** START Text passage **

Is it me or do the Milan shows seem especially somber this year? I clicked through show after show only to find small remnants of the talent that was once there. Maybe the economy is finally effecting fashion. For years, everyone's been battling diminishing economies. Perhaps this is the trickle down effect. Critics bemoaned designers, claiming shoppers were putting their money into more responsible things like mortgages and braces for their teenage daughters, but I didn't see it. The shops looked pretty full to me. But this spring's Milan shows have me wishing for an eternal winter.

Although I applaud them for some unconventional casting choices, their proportion play that brought new heights to big sleeves, and you know I love a short (way) above the knee, I miss the decadence and glamor of Dolce & Gabbana. What happened to the gilded gold accents? What happened to the army of muscled men in tank tops clinging to their taut chests stomping down the runway to whisk me away to a better life? The collection looked like a glimpse into someone's life as a field hand back in the old country and that's exactly what I was getting from the collection - old. Not nostalgic, not reminiscent. Just plain old. I did like some of the busier prints - a sign they haven't completely abandoned their aesthetic, but plain striped polos are not Dolce & Gabbana. I can get that at my local Save-a-Lot. Overall, the collection was a little beige. No, brown. If the Dolce & Gabbana collection were a color it would be brown, and honestly I don't know if that's better or worse. The collection has left me with a sense of ambivalence that I'm just not used to feeling towards the brand. Thankfully, they did partake in the ceremonial man parade. Sadly, this time it was more like a funeral procession.

** END Text passage **
** START Dataset records **

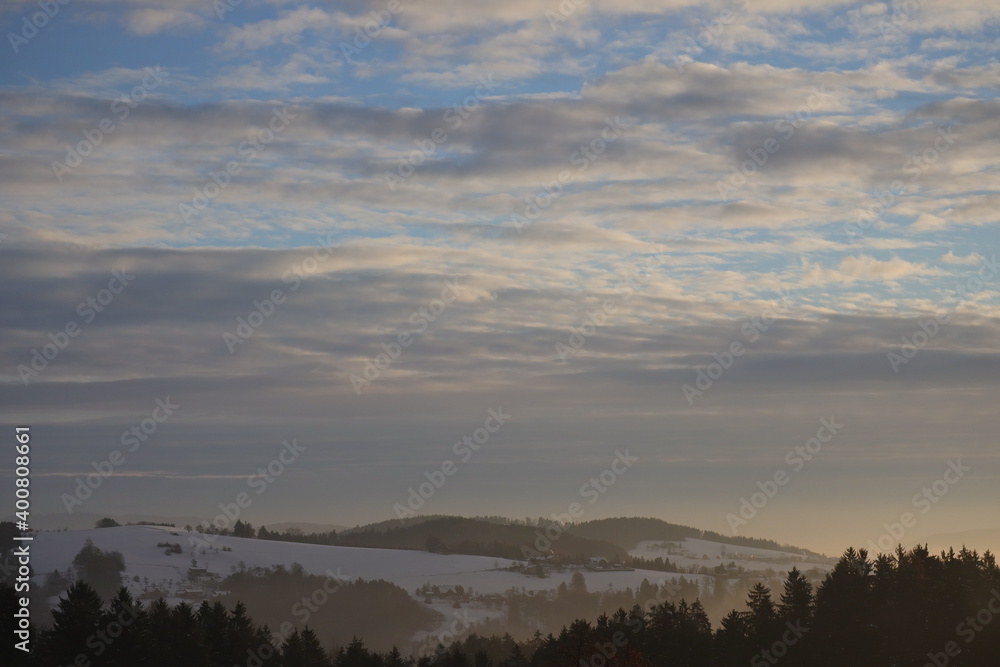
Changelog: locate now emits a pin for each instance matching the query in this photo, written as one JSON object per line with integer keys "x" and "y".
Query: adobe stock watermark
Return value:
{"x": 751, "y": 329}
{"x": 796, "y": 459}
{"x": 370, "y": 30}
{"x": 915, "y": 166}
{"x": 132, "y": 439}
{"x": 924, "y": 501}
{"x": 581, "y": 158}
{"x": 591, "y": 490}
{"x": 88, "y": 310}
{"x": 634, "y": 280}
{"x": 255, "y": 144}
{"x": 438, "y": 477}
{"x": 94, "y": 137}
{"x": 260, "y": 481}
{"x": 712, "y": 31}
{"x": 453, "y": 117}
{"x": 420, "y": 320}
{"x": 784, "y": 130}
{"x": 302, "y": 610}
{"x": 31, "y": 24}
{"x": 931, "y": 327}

** END Dataset records **
** START Dataset records **

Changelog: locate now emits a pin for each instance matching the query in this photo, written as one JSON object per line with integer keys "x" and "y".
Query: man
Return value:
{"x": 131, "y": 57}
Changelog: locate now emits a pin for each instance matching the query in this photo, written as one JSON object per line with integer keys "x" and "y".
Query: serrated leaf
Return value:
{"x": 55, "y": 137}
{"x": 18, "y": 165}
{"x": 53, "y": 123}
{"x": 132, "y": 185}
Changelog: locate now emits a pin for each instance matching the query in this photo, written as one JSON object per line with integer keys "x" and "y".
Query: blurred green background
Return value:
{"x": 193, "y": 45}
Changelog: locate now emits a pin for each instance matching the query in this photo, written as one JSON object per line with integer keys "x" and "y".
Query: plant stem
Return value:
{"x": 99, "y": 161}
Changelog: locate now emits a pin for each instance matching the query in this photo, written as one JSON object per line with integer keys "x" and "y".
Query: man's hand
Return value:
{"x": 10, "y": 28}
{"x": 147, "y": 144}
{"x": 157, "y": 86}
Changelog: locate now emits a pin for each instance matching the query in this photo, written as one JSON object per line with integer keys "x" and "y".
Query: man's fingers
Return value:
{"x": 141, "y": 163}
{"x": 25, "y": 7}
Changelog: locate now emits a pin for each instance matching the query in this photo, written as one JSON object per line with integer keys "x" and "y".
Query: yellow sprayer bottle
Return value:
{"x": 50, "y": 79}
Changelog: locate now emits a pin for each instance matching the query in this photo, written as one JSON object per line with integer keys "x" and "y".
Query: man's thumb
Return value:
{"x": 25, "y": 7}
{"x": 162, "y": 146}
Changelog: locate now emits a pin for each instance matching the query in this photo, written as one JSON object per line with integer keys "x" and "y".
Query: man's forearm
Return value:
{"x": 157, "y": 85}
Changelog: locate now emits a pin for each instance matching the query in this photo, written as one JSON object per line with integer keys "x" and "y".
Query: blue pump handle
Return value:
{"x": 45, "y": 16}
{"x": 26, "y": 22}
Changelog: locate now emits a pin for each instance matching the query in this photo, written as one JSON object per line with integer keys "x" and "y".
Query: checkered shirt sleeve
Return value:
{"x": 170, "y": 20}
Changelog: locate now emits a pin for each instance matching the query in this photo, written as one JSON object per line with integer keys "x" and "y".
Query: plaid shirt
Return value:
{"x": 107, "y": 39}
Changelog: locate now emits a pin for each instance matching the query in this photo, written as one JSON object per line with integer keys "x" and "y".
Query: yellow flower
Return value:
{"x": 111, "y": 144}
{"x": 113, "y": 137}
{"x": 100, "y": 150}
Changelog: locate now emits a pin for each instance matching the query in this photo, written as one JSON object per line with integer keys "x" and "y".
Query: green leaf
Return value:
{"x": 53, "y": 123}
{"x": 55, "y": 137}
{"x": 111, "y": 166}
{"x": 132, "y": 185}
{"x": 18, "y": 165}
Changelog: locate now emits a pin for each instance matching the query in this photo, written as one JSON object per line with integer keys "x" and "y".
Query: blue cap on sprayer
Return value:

** END Dataset records **

• Exercise description
Please repeat the stretch of the Milan shows text from "Is it me or" through "an eternal winter.".

• Final result
Is it me or do the Milan shows seem especially somber this year? I clicked through show after show only to find small remnants of the talent that was once there. Maybe the economy is finally effecting fashion. For years, everyone's been battling diminishing economies. Perhaps this is the trickle down effect. Critics bemoaned designers, claiming shoppers were putting their money into more responsible things like mortgages and braces for their teenage daughters, but I didn't see it. The shops looked pretty full to me. But this spring's Milan shows have me wishing for an eternal winter.